▸ Exercise directions: In the excerpt on college financial aid decisions, what percentage of parents and students surveyed by the Princeton Review said financial aid will be "very necessary" to pay for college?

▸ Excerpted text:
[BEGIN]
As I write this to you on a beautiful April morning, weather.com is telling me that the temperature will reach the 80’s in my neck of the woods today.  And if the throngs of people milling around Central Park this weekend were any indication, New Yorkers are quite happy to see sunnier skies. Spring (and dare I say summer?) is in the air!

However, for the high school senior set, Spring Fever isn’t the only thing going around. With a national decision deadline of May 1, college anxiety is hitting a crescendo for those who are still analyzing their pro/con lists. Some students might be undecided for academic or location reasons, but I’m betting that the largest cause of indecision comes down to financial aid. According to a survey by the Princeton Review, 86 percent of parents and students surveyed said that financial aid will be “very necessary” to fund college costs, and 75 percent say that the state of the economy will affect their decision to enroll at one school over another.

If you and your child fall into these categories — or even if you will fall into these categories in the next few years — here are three resources that I hope will help you digest the numbers a bit better:

  1. Last week, the Consumer Financial Protection Bureau released their very own “Cost Comparison Tool.” I’ve given it a whirl, and I think it’s fantastic. You start by entering the three schools you’re deciding between (say, UMass-Amherst versus Boston University versus Emerson College), after which you will see a basic sticker-price comparison. Then, click the green “enter financial aid” button — this is where you can enter all the scholarships, grants and loans you have been offered from each institution. The tool then does all the math for you, and will show you how much debt you would be taking on as well as the estimated monthly payment upon graduation.
[END]
▸ Raw records:
[BEGIN]
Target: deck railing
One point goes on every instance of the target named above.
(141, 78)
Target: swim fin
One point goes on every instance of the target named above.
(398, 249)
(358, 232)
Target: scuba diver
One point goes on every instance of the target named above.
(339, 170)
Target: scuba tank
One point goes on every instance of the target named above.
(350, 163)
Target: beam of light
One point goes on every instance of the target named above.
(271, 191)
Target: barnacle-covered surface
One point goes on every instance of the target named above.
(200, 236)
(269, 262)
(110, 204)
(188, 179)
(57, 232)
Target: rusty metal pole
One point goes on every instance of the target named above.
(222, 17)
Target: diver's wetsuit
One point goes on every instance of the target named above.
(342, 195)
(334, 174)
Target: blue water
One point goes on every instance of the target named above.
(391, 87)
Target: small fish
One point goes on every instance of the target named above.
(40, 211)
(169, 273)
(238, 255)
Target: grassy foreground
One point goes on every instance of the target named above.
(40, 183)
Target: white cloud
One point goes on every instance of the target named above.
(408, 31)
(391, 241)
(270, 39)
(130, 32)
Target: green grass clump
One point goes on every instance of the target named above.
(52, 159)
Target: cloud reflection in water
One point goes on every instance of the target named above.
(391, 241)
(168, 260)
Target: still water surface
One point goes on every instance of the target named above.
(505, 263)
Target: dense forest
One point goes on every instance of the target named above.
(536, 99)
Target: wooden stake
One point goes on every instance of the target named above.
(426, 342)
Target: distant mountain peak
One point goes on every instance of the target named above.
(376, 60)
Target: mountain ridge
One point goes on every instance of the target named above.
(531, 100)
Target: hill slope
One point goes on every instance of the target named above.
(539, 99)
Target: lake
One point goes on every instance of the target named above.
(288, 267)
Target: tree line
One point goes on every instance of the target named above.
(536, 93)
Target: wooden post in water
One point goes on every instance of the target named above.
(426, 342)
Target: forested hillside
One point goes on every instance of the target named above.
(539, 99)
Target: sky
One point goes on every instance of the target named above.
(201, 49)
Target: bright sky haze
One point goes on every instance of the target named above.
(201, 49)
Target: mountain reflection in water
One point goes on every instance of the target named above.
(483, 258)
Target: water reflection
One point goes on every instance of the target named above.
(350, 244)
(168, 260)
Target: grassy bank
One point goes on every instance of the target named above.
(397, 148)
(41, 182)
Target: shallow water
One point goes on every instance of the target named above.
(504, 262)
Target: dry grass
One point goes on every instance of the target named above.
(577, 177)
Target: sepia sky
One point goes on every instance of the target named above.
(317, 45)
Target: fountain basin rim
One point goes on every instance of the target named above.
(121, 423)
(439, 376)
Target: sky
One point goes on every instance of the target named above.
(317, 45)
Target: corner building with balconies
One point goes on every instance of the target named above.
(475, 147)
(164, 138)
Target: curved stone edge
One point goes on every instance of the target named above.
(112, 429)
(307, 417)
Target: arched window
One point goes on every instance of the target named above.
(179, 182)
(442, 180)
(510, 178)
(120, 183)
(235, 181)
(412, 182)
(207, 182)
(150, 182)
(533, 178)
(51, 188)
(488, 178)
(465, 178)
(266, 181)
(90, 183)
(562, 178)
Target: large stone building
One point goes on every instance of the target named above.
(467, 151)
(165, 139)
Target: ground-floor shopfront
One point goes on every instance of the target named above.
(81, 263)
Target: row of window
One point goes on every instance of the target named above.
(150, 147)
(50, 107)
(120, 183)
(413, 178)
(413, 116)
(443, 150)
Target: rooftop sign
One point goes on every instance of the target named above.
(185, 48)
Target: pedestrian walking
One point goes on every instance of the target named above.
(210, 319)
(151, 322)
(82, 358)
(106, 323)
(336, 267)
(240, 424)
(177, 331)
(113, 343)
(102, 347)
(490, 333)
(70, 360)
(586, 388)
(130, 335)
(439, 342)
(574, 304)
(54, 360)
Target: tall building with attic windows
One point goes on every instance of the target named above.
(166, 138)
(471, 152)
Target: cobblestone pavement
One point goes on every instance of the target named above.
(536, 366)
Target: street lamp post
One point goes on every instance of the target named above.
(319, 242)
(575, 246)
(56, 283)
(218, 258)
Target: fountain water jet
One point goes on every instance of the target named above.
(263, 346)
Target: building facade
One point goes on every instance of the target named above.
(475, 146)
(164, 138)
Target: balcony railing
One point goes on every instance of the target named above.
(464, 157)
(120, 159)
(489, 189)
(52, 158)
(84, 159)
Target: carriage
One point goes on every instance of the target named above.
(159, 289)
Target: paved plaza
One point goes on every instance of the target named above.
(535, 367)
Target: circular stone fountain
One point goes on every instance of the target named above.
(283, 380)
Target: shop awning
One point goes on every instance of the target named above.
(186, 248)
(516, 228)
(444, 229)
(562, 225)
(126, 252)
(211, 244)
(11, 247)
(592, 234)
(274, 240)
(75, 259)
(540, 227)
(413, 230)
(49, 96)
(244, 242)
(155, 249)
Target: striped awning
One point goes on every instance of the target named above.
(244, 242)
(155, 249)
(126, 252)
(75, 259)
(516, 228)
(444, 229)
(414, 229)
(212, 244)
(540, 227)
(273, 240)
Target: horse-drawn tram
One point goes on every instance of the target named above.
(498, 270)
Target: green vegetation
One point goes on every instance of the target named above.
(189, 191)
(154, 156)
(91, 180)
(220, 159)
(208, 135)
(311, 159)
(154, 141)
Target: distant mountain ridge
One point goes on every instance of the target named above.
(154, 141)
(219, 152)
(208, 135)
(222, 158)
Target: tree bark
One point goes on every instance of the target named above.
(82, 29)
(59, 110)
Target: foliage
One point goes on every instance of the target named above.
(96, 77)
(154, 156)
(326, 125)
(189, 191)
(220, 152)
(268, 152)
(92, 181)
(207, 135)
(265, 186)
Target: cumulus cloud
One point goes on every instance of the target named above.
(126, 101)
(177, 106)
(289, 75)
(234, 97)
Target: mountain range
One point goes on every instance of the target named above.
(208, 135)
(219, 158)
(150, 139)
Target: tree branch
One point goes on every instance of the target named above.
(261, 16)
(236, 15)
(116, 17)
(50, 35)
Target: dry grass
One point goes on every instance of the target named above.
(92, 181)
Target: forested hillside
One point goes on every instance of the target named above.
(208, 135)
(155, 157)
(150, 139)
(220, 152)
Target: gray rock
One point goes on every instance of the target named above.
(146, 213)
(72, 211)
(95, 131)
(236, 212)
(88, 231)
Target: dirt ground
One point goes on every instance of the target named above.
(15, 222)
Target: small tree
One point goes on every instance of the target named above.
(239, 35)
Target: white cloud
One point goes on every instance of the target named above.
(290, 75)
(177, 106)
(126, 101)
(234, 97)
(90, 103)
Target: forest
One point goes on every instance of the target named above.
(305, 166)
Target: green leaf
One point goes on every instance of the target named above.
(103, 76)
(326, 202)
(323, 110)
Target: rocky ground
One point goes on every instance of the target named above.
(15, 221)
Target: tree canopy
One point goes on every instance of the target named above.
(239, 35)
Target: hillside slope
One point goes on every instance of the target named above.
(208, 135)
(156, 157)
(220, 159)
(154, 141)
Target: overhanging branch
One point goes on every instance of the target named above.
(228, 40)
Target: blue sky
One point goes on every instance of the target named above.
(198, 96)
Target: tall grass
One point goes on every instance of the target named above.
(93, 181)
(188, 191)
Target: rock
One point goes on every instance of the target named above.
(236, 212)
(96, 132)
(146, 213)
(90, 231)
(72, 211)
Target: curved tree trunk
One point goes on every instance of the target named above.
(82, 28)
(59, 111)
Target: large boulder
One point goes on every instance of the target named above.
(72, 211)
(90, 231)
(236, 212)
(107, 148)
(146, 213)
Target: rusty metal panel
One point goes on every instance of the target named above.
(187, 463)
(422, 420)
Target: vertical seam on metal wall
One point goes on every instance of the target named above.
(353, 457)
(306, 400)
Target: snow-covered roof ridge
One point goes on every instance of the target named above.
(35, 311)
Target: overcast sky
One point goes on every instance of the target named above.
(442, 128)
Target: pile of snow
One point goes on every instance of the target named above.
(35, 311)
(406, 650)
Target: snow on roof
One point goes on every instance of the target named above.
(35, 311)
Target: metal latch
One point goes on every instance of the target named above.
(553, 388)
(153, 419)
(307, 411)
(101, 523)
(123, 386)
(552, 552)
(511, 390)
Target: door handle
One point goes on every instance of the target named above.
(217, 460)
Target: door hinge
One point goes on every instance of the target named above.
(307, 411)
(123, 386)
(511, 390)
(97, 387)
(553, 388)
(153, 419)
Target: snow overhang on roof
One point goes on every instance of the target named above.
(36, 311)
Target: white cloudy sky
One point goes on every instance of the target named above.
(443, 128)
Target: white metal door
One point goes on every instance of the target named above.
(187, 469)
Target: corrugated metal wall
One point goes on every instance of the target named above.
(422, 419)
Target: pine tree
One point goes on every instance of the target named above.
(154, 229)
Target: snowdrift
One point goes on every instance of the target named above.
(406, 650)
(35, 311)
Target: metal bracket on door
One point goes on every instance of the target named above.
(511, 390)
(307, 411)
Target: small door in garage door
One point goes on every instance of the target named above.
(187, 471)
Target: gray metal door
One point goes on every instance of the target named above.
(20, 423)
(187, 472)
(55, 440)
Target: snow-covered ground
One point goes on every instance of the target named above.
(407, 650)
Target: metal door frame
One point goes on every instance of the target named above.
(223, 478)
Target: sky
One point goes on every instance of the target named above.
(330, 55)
[END]
▸ The answer: 86 percent